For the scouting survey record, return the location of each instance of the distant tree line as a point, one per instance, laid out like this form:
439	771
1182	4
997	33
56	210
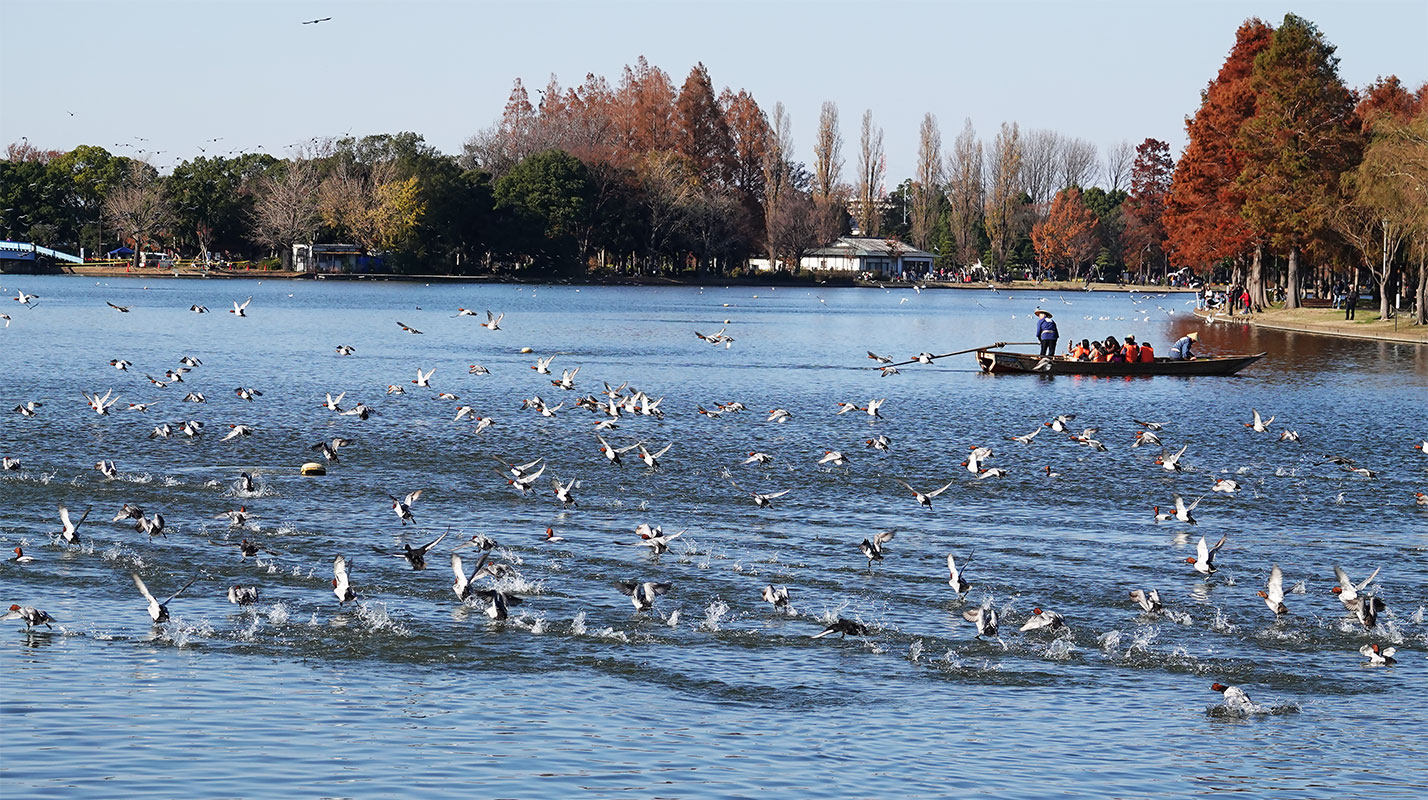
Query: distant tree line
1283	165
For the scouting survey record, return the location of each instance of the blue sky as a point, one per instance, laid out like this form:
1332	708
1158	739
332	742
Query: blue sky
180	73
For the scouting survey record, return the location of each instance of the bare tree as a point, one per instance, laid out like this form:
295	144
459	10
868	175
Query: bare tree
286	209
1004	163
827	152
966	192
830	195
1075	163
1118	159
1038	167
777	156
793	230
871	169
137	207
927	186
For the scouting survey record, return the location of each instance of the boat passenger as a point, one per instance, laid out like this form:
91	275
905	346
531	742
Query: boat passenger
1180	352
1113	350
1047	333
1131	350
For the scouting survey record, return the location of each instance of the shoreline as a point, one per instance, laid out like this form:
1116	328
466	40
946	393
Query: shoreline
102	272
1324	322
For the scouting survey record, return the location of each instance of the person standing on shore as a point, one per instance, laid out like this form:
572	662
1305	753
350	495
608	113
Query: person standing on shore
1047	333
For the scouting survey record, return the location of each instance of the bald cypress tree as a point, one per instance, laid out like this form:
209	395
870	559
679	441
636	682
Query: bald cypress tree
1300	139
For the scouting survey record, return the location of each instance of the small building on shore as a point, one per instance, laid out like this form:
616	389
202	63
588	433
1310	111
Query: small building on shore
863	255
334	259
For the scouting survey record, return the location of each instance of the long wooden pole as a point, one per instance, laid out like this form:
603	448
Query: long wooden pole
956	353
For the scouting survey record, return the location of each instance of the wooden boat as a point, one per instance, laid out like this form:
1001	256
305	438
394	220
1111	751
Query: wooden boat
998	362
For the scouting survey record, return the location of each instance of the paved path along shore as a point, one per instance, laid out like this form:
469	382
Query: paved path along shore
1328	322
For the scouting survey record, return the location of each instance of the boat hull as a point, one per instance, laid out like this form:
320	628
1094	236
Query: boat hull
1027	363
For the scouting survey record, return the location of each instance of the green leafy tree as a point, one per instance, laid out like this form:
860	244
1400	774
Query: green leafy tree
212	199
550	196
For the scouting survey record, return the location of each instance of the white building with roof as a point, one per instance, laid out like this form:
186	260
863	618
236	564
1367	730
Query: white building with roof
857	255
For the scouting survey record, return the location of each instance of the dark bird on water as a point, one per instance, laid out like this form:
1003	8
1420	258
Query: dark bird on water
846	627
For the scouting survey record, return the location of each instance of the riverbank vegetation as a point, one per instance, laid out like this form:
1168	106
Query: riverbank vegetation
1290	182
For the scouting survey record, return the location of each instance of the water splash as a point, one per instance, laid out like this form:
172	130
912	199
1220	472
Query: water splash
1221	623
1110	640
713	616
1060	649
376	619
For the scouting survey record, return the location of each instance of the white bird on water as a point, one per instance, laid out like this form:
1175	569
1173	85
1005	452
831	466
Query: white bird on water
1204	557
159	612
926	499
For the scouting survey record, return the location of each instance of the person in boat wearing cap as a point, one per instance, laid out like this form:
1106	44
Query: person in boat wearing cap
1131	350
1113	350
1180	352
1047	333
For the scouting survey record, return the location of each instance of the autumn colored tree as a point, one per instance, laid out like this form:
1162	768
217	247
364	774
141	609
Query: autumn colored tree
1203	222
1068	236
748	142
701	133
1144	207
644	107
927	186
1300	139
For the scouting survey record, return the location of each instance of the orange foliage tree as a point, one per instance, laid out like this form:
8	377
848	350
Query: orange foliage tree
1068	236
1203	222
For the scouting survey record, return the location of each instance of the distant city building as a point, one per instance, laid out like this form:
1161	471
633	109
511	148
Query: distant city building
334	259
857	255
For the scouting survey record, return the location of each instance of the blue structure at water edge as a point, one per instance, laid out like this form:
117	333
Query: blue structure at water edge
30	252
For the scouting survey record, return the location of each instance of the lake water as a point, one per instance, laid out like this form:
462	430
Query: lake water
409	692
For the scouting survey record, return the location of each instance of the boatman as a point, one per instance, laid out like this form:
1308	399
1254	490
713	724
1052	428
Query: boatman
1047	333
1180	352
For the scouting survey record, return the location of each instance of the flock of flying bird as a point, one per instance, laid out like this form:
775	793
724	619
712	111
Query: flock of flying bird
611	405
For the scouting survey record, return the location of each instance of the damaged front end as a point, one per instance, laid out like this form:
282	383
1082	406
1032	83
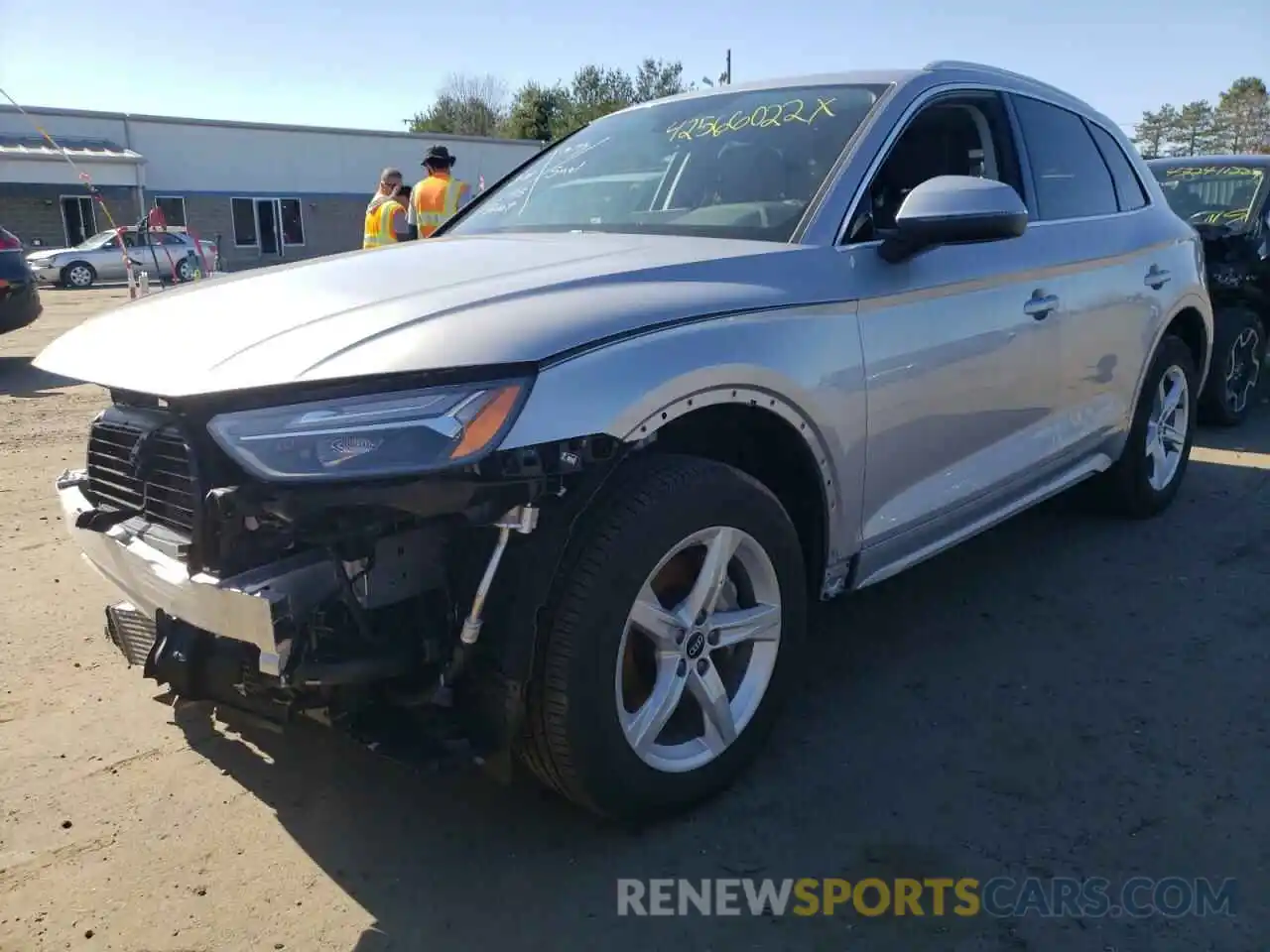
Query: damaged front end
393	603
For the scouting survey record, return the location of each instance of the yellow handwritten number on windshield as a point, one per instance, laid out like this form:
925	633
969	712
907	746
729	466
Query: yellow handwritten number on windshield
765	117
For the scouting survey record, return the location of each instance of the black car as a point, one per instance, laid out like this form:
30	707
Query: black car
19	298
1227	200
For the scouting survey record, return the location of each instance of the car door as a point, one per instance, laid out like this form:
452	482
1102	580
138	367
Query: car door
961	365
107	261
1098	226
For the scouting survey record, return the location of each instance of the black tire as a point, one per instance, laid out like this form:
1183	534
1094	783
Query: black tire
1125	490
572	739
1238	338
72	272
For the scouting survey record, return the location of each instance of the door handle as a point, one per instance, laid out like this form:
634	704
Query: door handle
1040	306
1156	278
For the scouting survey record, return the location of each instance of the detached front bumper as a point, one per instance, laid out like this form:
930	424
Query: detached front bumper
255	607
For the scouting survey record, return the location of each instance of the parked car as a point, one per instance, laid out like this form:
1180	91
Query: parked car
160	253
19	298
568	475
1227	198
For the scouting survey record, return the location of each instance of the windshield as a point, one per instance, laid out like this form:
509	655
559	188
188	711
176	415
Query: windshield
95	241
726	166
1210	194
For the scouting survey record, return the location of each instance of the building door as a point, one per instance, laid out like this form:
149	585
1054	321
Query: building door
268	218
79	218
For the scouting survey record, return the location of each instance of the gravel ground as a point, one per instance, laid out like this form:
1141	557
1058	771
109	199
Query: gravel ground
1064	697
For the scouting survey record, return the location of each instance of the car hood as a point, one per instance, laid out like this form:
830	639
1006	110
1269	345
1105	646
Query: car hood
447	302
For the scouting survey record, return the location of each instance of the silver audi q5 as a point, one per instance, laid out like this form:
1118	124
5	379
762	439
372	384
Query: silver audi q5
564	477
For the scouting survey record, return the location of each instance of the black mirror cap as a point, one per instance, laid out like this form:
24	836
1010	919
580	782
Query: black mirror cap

————

-- Directions --
Rescale the entries from the line holding "of the gravel" through the end of the entries, both ends included, and reproduce every line with the requests. Multiply each answer point coordinate by 1.35 and round to whole numbers, halves up, leaving the numbers in the requests and their sample layouts unchanged.

-- Response --
For the scouting survey record, return the location of each instance of the gravel ground as a point, one per instance, laid out like this form:
1141	557
1058	771
109	199
Query: gravel ground
1436	941
For the scouting survey record, return the location of each instance of the car hood as a point, one per instance, laid out like this form:
830	639
1006	110
1269	345
1105	646
Query: car hood
603	408
For the scouting survey record, return the location of each instance of the silver audi q5 as a point, one per instance, laid out like this form:
1118	124
5	379
762	439
372	384
Query: silver audi q5
761	644
For the scouting survey record, return the location of each instance of the black mirror cap as a point, one per instance, laid out like this form:
24	836
1010	919
580	782
Query: black mirror cap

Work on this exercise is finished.